Coordinate annotation entries
— Begin —
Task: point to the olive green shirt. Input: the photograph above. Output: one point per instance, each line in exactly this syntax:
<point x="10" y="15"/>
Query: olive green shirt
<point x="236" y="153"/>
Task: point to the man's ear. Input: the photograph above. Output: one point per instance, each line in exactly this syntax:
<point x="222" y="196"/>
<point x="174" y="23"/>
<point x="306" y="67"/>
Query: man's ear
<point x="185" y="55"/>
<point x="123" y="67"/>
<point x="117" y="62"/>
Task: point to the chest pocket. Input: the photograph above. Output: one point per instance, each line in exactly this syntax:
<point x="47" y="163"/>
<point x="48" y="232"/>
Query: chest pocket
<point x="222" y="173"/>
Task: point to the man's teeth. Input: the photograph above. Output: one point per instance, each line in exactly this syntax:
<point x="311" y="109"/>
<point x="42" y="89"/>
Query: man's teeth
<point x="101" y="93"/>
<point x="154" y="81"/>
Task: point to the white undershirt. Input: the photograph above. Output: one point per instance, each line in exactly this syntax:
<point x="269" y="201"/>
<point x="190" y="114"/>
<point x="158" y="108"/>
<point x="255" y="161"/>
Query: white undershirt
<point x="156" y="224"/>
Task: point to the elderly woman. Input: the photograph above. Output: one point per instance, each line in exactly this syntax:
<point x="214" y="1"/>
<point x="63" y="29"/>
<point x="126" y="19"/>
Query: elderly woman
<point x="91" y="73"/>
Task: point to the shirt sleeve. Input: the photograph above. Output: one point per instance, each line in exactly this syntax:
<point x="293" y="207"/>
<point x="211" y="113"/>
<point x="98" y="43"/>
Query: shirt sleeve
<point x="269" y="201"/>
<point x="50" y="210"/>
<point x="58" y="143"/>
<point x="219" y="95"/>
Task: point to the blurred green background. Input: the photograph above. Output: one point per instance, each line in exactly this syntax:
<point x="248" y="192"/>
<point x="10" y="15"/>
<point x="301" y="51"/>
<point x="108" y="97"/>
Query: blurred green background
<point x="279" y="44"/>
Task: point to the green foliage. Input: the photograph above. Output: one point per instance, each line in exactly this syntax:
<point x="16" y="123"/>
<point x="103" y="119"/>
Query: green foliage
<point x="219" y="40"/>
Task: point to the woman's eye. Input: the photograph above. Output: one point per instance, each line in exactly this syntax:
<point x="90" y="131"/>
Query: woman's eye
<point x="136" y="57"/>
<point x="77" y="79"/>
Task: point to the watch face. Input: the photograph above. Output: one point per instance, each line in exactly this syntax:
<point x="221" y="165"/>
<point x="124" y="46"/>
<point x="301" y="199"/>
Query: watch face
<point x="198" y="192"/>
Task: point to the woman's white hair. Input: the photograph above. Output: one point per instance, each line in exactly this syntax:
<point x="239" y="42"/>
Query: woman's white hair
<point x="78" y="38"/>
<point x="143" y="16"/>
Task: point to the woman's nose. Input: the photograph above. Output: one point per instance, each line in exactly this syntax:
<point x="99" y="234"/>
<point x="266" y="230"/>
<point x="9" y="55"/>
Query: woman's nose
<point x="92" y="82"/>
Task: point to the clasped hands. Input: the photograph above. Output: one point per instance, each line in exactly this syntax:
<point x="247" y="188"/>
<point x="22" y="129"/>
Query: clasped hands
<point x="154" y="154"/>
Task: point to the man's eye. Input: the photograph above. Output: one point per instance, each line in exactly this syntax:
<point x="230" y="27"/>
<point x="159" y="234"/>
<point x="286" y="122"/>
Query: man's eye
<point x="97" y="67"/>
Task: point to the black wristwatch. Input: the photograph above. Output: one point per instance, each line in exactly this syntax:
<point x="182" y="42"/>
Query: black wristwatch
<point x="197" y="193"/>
— End —
Return every one of the rows above word for word, leaving each character unchanged.

ANSWER FOR THIS EXERCISE:
Task: point to the olive green shirt. Input: the photograph above. Output: one point per instance, each line in exactly this syntax:
<point x="10" y="15"/>
Query: olive green shirt
<point x="236" y="153"/>
Task: point to the man's ear. Input: the photograph above. Output: one point per instance, each line in exactly this syntax:
<point x="222" y="196"/>
<point x="174" y="23"/>
<point x="306" y="67"/>
Query: man's ear
<point x="185" y="55"/>
<point x="123" y="67"/>
<point x="117" y="62"/>
Task: point to the chest pocket. Input: the photograph above. Output: one point per instance, each line in exactly this syntax:
<point x="47" y="163"/>
<point x="48" y="232"/>
Query: chest pocket
<point x="222" y="173"/>
Task: point to the man's teeth. Input: the photograph above. Output: one point per instance, each line in exactly this syntax:
<point x="311" y="109"/>
<point x="42" y="89"/>
Query: man's teeth
<point x="101" y="93"/>
<point x="154" y="81"/>
Task: point to the white undershirt. Input: the photograph above. Output: one point per instance, each line in exactly this syntax:
<point x="269" y="201"/>
<point x="190" y="114"/>
<point x="158" y="108"/>
<point x="255" y="161"/>
Query: white undershirt
<point x="156" y="224"/>
Task: point to the elderly woman. Input: the photograph above. Output: one point per instance, each line in exactly this syntax:
<point x="214" y="1"/>
<point x="63" y="29"/>
<point x="126" y="19"/>
Query: elderly woman
<point x="91" y="73"/>
Task: point to the shirt sleeve. Input: the photograph above. Output: one point per instance, each line in exactly this syntax:
<point x="293" y="207"/>
<point x="211" y="113"/>
<point x="98" y="43"/>
Query: shirt sleeve
<point x="269" y="201"/>
<point x="50" y="210"/>
<point x="58" y="143"/>
<point x="219" y="95"/>
Task: point to the blurred green background. Input: the photograph above. Output: one point per instance, each line in exactly this syntax:
<point x="248" y="192"/>
<point x="10" y="15"/>
<point x="301" y="51"/>
<point x="108" y="97"/>
Query: blurred green background
<point x="279" y="44"/>
Task: point to the green foliage. Input: the photograph above. Output: one point per instance, each line in exactly this syntax:
<point x="16" y="123"/>
<point x="103" y="119"/>
Query: green foliage
<point x="219" y="40"/>
Task: point to the woman's eye. Input: the photograph above. Output: one point per instance, each line in exactly this syntax:
<point x="90" y="131"/>
Query: woman's eye
<point x="136" y="57"/>
<point x="77" y="79"/>
Task: point to the watch face. Input: the photograph above. Output: one point per instance, each line in exactly this syntax:
<point x="221" y="165"/>
<point x="124" y="46"/>
<point x="301" y="199"/>
Query: watch face
<point x="198" y="192"/>
Task: point to the woman's white hair. Input: the photograph above. Output: one point per instance, each line in exactly this syntax:
<point x="239" y="42"/>
Query: woman's white hair
<point x="78" y="38"/>
<point x="143" y="16"/>
Task: point to the woman's nose. Input: the photograph above. Output: one point per instance, each line in exactly this syntax:
<point x="99" y="234"/>
<point x="266" y="230"/>
<point x="9" y="55"/>
Query: woman's nose
<point x="92" y="82"/>
Task: point to the clasped hands. Input: the photograph above. Output: one point per instance, each line in exactly this syntax:
<point x="247" y="188"/>
<point x="22" y="129"/>
Query: clasped hands
<point x="154" y="154"/>
Task: point to the man's eye. Input: the photograph above. Output: one point per instance, each line in exactly this syntax:
<point x="230" y="27"/>
<point x="159" y="234"/>
<point x="286" y="122"/>
Query: man's eye
<point x="97" y="67"/>
Task: point to the black wristwatch. Input: the photograph above. Output: one point per instance, each line in exactly this syntax:
<point x="182" y="42"/>
Query: black wristwatch
<point x="197" y="193"/>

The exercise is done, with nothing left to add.